## TASK INPUT
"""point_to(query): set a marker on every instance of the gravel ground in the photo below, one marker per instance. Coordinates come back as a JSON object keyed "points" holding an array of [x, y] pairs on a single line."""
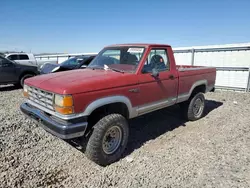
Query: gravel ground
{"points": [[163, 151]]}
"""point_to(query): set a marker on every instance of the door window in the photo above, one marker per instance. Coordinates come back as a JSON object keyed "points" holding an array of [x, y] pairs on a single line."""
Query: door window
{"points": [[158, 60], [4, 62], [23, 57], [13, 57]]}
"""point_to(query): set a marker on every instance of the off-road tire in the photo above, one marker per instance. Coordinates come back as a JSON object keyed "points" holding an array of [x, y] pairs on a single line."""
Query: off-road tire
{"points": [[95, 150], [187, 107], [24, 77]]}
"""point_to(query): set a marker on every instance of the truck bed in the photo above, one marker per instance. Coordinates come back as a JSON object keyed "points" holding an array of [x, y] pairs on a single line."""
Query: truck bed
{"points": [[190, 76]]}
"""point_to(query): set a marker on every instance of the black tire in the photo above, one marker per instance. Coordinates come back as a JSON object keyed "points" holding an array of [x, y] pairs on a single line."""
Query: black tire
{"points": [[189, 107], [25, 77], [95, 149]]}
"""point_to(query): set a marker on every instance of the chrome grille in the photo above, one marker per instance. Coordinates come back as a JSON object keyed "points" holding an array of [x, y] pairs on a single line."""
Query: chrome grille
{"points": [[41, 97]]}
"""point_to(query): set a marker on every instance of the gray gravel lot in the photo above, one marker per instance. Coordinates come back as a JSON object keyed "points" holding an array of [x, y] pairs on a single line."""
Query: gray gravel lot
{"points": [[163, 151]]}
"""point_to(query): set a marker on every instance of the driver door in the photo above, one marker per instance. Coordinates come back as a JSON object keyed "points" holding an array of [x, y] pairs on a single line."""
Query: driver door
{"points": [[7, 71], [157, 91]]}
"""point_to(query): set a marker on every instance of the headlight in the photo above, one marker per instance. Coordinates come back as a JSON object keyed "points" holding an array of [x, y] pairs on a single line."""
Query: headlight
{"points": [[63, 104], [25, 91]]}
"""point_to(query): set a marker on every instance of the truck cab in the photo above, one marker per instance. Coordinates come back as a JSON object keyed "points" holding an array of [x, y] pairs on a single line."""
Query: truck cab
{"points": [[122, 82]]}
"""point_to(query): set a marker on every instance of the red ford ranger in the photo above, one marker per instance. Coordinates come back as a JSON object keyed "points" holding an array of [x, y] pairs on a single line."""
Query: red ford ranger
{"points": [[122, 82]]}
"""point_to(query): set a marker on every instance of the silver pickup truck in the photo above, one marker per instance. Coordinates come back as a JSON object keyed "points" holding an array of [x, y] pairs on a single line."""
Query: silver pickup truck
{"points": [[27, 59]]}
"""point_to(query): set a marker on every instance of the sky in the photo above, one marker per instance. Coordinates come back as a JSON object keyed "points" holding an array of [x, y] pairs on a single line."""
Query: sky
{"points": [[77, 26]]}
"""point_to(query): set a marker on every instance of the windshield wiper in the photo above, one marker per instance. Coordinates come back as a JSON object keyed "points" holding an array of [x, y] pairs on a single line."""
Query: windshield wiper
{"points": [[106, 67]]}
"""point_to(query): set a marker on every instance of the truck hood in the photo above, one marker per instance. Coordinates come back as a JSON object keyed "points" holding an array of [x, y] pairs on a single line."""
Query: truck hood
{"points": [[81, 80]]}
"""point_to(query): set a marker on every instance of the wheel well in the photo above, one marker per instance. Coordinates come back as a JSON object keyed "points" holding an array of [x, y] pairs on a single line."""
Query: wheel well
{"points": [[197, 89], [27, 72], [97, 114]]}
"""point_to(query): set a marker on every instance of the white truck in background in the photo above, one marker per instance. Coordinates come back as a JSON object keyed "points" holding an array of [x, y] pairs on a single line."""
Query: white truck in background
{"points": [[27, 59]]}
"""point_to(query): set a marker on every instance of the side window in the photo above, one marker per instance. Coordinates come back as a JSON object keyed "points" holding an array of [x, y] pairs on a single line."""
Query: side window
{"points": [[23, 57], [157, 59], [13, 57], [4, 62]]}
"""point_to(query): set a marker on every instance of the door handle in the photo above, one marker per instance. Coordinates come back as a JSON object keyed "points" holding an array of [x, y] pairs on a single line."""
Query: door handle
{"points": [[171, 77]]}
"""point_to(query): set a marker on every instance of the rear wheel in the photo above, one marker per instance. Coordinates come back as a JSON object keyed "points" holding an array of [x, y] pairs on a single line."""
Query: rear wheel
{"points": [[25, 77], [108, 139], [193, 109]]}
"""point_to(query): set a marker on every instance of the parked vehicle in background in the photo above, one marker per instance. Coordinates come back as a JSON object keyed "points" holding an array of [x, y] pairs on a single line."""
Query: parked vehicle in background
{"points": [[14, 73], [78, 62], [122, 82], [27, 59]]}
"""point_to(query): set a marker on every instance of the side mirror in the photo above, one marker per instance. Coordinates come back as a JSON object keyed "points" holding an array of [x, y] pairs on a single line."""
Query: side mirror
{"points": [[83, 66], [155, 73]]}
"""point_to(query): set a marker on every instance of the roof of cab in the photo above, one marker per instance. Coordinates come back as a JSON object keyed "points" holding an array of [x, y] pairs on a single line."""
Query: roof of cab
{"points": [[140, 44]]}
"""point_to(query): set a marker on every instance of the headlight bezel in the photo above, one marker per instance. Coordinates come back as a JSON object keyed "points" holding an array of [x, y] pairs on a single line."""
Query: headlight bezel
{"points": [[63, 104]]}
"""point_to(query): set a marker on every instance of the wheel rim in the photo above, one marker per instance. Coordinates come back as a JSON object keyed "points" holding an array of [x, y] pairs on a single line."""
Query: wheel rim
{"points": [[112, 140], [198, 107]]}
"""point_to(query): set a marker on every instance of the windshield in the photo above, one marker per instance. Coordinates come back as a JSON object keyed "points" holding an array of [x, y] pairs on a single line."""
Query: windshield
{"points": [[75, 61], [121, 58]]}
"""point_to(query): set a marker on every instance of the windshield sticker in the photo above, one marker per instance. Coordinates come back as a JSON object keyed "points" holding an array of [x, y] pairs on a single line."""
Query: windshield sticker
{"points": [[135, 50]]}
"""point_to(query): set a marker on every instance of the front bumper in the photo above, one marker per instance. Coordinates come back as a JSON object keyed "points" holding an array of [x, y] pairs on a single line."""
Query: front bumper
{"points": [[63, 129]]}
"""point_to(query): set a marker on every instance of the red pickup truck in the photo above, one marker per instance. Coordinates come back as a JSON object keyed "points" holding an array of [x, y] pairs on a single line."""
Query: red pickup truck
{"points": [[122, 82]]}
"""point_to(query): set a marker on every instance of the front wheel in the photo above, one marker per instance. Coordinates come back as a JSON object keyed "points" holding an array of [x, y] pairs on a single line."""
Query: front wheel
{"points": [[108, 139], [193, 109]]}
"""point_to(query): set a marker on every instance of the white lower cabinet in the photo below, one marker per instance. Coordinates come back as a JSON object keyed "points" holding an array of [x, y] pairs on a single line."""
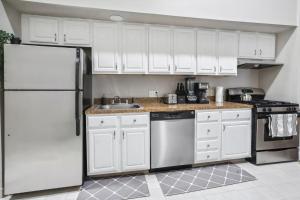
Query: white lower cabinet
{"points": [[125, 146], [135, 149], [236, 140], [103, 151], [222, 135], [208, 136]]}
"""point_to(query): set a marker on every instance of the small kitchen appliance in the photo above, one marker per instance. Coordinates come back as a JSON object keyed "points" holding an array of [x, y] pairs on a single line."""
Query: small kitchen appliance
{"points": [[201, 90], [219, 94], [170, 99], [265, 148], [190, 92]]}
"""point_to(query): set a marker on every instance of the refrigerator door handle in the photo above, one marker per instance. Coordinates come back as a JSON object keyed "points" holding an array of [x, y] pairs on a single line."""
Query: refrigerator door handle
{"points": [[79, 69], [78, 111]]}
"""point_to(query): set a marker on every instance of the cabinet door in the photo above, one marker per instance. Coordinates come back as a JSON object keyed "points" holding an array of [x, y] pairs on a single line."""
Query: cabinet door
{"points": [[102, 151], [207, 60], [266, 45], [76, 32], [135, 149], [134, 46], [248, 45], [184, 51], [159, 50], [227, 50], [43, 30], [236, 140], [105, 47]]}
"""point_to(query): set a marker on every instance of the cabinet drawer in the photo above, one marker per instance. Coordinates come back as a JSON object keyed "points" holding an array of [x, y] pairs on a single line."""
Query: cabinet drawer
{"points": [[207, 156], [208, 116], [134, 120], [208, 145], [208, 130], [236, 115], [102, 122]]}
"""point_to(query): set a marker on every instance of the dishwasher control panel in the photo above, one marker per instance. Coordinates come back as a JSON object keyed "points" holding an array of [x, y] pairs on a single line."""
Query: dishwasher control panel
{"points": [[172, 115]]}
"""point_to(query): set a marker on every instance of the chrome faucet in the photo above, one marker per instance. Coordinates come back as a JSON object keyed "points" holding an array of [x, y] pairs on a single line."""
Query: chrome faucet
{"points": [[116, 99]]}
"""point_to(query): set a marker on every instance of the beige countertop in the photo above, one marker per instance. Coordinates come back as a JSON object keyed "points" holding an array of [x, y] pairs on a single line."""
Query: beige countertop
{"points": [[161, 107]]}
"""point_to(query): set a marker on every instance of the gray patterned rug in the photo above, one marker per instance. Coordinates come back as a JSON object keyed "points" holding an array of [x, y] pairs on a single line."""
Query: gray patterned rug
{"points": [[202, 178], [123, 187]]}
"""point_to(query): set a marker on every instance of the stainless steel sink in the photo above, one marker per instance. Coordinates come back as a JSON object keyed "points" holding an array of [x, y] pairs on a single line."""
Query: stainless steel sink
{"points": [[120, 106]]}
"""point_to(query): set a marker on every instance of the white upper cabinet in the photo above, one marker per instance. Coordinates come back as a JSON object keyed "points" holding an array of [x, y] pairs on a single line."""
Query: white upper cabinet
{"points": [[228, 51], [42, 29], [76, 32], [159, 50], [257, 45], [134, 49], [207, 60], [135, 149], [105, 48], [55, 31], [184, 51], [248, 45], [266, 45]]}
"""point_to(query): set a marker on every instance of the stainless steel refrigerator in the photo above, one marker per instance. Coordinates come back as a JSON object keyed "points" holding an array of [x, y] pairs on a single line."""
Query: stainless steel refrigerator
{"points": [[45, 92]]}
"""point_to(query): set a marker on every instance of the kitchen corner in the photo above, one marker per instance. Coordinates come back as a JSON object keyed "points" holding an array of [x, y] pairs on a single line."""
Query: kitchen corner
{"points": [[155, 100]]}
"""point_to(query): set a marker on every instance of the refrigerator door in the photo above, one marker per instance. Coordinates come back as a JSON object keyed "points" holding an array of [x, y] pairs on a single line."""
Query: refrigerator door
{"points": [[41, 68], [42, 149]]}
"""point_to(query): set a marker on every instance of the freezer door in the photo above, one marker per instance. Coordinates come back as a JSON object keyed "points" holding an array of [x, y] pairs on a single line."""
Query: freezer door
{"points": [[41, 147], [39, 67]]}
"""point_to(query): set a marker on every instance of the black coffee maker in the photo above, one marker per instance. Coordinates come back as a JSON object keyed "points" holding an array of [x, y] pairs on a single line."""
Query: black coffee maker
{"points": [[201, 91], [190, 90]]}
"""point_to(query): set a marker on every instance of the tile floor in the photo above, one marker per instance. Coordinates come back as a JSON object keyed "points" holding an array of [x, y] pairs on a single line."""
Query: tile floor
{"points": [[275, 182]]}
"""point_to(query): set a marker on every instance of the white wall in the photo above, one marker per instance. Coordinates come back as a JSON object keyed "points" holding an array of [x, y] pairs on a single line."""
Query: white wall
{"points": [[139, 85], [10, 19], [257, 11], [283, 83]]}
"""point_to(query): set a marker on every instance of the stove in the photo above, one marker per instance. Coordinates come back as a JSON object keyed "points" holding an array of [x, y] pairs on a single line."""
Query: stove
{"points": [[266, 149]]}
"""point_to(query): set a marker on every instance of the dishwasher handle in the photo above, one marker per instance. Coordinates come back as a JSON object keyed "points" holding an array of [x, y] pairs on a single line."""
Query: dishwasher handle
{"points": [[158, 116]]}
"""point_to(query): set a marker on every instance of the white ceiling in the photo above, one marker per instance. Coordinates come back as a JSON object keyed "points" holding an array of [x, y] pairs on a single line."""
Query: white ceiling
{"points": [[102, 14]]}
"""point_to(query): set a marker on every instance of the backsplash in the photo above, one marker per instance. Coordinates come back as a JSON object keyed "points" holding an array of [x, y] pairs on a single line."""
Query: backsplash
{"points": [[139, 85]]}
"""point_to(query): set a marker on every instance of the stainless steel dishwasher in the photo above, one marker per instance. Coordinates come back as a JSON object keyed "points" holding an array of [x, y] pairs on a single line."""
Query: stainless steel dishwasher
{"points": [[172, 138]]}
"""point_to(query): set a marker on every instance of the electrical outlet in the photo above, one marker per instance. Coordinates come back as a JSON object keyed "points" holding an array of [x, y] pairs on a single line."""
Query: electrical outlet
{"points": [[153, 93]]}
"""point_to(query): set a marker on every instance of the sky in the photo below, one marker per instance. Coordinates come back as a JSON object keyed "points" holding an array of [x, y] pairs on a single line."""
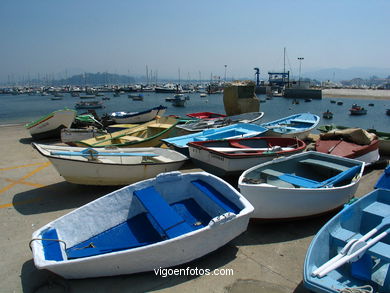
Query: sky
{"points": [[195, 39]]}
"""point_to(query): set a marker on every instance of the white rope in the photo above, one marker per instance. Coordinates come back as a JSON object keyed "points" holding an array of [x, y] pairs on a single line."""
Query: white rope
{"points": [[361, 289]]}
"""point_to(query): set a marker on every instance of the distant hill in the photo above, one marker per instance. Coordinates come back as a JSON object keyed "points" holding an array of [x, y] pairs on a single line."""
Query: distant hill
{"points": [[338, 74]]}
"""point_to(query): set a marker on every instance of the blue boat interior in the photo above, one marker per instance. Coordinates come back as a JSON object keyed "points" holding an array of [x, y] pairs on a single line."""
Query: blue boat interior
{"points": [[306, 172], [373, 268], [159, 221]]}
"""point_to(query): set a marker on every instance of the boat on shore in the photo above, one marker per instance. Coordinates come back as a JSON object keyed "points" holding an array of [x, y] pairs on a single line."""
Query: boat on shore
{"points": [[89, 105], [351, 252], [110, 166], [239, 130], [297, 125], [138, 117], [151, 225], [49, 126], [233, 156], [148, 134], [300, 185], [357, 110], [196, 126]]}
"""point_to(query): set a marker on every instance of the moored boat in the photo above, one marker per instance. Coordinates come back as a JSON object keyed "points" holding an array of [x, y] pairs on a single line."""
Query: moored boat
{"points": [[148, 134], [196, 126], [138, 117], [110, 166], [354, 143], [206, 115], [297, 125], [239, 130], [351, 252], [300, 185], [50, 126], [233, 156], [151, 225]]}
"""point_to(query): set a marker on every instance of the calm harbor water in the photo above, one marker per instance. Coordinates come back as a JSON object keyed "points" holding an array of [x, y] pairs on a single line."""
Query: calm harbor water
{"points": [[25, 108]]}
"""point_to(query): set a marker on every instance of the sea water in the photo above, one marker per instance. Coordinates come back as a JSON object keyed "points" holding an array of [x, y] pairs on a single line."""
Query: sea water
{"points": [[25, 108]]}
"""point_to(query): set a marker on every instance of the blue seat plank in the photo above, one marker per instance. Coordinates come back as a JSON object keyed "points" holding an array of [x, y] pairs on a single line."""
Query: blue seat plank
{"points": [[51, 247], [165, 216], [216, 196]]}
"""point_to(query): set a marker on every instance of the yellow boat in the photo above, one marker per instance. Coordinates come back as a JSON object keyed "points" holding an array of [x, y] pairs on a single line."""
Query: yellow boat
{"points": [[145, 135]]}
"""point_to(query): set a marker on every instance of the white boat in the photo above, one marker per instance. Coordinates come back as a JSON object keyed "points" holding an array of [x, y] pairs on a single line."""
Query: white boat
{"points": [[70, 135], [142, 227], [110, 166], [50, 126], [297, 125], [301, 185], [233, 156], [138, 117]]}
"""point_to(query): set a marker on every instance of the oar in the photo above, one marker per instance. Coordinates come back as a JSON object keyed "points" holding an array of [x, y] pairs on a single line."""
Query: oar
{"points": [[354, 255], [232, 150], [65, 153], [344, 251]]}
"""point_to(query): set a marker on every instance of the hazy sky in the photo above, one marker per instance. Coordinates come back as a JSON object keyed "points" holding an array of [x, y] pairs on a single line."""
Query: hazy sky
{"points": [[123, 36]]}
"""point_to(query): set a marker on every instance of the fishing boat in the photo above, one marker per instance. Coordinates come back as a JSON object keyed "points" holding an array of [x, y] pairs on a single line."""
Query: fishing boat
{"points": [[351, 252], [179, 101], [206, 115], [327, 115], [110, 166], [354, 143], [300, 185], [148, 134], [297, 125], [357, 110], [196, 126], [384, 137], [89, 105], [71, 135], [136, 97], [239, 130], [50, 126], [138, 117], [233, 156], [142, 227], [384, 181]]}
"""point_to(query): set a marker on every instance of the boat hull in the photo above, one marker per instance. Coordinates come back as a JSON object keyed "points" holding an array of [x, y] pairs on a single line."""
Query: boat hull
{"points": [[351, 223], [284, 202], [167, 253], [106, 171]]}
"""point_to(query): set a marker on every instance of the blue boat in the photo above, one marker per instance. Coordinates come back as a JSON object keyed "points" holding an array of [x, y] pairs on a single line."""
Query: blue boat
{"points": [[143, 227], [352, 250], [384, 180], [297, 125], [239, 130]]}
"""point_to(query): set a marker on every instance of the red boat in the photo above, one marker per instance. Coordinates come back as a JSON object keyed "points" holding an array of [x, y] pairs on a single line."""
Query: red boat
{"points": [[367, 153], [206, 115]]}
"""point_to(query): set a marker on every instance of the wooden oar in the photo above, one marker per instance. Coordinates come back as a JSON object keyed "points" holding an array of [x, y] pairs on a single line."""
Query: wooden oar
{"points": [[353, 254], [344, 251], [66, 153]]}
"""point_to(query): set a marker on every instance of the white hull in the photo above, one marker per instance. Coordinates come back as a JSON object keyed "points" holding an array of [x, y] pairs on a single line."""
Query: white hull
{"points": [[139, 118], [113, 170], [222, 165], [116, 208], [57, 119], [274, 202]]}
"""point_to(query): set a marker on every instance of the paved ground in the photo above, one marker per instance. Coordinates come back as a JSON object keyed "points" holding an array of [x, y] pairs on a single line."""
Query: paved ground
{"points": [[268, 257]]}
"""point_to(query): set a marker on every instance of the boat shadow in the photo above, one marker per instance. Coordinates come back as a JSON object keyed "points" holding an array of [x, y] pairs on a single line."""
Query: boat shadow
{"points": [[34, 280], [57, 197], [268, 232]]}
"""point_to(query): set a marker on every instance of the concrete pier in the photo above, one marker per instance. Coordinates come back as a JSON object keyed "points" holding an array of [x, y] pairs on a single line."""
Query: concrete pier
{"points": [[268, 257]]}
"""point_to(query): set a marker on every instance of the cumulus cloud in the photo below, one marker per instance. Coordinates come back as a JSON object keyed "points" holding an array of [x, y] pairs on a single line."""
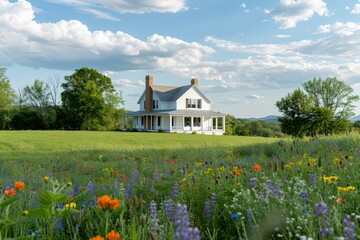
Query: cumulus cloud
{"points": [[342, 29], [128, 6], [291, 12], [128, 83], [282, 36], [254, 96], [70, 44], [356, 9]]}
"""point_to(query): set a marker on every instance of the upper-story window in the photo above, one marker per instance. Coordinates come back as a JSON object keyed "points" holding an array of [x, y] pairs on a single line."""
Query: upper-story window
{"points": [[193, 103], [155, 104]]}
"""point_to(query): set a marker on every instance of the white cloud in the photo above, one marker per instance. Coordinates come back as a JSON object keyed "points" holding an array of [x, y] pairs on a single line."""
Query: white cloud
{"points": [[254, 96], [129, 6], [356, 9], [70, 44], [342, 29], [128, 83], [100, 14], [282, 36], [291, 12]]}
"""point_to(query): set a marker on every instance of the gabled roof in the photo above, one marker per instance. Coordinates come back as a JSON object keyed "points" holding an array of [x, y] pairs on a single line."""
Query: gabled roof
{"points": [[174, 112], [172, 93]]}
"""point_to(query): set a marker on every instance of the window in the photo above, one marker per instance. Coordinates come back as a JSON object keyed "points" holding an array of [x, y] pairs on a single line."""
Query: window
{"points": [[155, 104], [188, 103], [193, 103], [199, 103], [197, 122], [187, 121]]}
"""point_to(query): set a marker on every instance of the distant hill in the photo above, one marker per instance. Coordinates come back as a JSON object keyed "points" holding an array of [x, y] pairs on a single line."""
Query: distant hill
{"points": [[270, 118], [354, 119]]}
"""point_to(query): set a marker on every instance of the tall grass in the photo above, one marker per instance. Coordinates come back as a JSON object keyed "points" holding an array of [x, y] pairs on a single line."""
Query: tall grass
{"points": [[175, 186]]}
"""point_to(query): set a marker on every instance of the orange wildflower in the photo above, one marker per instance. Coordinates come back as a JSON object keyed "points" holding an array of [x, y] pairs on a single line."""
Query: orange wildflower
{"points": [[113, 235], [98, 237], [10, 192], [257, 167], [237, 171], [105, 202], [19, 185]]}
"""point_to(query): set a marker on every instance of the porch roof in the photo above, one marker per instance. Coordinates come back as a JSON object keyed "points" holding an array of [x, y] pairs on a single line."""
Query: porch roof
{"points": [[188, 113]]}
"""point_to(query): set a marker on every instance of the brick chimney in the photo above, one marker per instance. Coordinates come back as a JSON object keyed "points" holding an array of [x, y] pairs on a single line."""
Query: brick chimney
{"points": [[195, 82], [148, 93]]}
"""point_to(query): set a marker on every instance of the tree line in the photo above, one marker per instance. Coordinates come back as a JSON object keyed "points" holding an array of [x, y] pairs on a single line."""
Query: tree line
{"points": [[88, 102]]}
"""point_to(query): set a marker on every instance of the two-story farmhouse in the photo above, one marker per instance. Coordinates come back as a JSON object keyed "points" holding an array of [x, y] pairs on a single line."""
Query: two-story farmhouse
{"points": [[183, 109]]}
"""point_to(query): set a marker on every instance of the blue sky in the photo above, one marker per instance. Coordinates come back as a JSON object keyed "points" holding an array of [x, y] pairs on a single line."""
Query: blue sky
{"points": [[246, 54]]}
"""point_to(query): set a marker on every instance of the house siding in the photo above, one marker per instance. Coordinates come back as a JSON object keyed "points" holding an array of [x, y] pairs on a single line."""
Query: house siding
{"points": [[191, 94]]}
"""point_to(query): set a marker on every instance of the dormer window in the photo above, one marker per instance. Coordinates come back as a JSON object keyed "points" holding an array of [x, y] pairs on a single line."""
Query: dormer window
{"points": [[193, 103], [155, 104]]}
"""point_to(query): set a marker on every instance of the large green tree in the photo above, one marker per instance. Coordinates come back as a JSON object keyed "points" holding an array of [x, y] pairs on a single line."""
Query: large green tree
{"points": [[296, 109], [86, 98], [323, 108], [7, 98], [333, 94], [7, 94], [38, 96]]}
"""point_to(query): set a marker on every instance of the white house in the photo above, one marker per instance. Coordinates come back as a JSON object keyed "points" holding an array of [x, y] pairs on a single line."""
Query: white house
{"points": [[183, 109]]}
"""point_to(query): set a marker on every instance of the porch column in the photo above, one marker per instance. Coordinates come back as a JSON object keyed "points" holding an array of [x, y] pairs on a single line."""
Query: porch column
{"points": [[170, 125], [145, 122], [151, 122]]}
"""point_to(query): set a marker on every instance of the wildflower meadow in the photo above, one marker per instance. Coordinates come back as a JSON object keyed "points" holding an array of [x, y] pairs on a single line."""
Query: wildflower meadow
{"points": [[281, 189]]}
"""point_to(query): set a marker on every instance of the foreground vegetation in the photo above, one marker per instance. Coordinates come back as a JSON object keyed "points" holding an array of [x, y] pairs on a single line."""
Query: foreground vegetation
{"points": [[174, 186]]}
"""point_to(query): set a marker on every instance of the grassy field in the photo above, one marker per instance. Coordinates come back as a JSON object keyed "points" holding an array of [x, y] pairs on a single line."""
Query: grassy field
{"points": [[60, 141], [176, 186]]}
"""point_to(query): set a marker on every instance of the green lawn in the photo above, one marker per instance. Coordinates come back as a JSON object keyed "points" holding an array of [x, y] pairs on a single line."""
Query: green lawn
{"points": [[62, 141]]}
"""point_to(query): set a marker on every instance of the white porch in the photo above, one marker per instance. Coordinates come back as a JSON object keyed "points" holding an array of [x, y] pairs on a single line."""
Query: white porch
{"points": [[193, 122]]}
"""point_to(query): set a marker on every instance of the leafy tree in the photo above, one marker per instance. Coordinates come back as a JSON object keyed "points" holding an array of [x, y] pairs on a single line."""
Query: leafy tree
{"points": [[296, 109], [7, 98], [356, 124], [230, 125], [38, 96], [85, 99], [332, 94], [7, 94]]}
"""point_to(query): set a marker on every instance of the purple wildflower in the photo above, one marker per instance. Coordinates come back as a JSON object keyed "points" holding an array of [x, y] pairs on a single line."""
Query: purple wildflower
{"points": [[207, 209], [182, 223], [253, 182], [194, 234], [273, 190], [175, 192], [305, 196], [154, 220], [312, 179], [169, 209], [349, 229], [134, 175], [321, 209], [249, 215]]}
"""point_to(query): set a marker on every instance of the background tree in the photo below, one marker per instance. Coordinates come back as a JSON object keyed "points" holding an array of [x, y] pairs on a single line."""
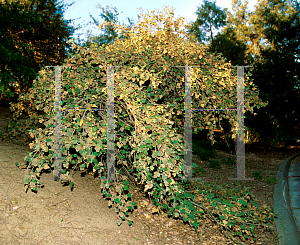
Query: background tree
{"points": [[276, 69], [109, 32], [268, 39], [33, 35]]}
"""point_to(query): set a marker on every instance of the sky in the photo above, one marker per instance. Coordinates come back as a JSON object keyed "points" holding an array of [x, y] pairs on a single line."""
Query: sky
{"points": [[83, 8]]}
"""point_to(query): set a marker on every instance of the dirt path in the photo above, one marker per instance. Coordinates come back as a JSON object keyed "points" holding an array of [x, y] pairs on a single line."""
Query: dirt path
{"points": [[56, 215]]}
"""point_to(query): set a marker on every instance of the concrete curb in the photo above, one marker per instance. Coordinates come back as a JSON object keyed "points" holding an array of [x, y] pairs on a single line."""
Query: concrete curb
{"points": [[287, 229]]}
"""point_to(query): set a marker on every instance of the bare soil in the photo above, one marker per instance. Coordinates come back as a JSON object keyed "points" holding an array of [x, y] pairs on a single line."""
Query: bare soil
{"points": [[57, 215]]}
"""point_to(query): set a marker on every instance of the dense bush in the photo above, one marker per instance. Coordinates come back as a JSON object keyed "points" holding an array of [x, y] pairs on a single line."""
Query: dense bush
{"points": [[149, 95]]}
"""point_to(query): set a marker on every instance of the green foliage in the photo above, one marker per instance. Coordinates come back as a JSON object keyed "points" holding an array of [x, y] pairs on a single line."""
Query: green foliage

## BRIEF
Reproduce verbatim the lines of the data above, from the line containing "the sea water" up to and including the line containing "Query: sea water".

## TASK RESULT
"""point_to(query): set a marker on every instance of the sea water in the photo above, one marker per instance. Coordinates come back as a JSON object keyed "points" holding an array of [x, y] pairs on a single line."""
Query: sea water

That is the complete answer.